*Description of the task*
Can you reproduce, word for word, the stretch of lines from the one containing "One point marks each instance of the long" through the final line, including both of those lines?

Pointing and labeling entries
** START **

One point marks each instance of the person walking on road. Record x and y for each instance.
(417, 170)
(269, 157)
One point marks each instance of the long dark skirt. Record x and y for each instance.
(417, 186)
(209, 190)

** END **

*Reply to the exercise*
One point marks each instance of the long dark skirt. Record x and y for each instance.
(417, 186)
(209, 190)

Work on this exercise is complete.